--- Excerpt to read Enclosed Below ---

D uring mitosis, forces applied on the cortex by the cell environment can control spindle orientation1,2, but the cell itself generates forces essential for its division. Indeed, at mitosis onset, before centrosome separation, cells round up3 following an increase in osmotic pressure4 and an increase in cortical tension mediated by the cell cortex3,5. This process is essential to allow proper spindle morphogenesis, stability and positioning, as it creates an optimal volume for chromosome capture and allows interaction between the cell cortex and astral microtubules emanating from the centrosomes at spindle poles in all directions of the space5–8. In mouse oocytes on the contrary, off-center positioning of the spindle following its migration, required to allow the asymmetry in size of the first meiotic division, depends on a reduced cortical tension which is correlated with both increased cortical actin nucleation and myosin-II delocalization from the cell cortex9.

--- End of Enclosed Excerpt to read ---

§ Task list
1. Answer these questions about the mitosis passage, one line each:
(a) Which two increases make cells round up at the start of mitosis?
(b) What does rounding up create that helps chromosome capture?
(c) In mouse oocytes, what does off-center positioning of the spindle depend on?
2. Write a few more sentences of the mitosis passage, starting right after its last sentence.

--- Data under study Enclosed Below ---

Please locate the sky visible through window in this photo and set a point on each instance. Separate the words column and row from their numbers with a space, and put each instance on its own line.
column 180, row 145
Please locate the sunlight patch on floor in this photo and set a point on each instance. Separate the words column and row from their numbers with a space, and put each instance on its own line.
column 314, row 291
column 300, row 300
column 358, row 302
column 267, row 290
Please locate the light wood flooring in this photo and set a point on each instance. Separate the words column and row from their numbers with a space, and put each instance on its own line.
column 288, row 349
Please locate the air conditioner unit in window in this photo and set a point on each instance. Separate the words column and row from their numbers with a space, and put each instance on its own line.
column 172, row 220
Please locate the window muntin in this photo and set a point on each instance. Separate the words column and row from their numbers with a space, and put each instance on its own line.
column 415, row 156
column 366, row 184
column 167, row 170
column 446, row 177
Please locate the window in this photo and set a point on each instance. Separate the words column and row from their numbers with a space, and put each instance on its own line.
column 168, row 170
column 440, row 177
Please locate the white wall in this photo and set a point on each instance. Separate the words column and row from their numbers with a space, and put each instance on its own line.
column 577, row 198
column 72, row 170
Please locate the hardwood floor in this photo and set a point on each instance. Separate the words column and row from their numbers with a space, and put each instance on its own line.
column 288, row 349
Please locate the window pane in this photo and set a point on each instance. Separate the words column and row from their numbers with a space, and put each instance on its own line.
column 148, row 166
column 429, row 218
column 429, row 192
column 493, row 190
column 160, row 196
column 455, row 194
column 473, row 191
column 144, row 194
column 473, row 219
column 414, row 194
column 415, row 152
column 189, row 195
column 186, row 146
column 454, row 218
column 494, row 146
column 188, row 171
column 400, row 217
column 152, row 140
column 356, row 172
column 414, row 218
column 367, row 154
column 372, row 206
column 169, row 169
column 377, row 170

--- End of Enclosed Data under study ---

§ Answers to this exercise
1.
(a) An increase in osmotic pressure and an increase in cortical tension mediated by the cell cortex.
(b) An optimal volume for chromosome capture.
(c) A reduced cortical tension.

2.
Mouse oocytes are arrested in Prophase I of the first meiotic division (Meiosis I) in the ovary. Upon hormonal stimulation meiosis resumes, triggering Nuclear Envelope BreakDown (NEBD) and the two consecutive meiotic divisions. Rapidly, the first meiotic spindle forms, rarely at the perfect cell center but slightly off-centered10,11. At that stage, the oocyte bears no apparent sign of polarization12–14. The spindle then migrates along its long axis towards the closest cortex10. Mouse oocytes lacking true centrosomes and astral microtubules15, spindle positioning in female mouse meiosis does not depend on microtubules10 as in mitosis where astral microtubules connect the spindle to the cortex to actively position it within the cell8.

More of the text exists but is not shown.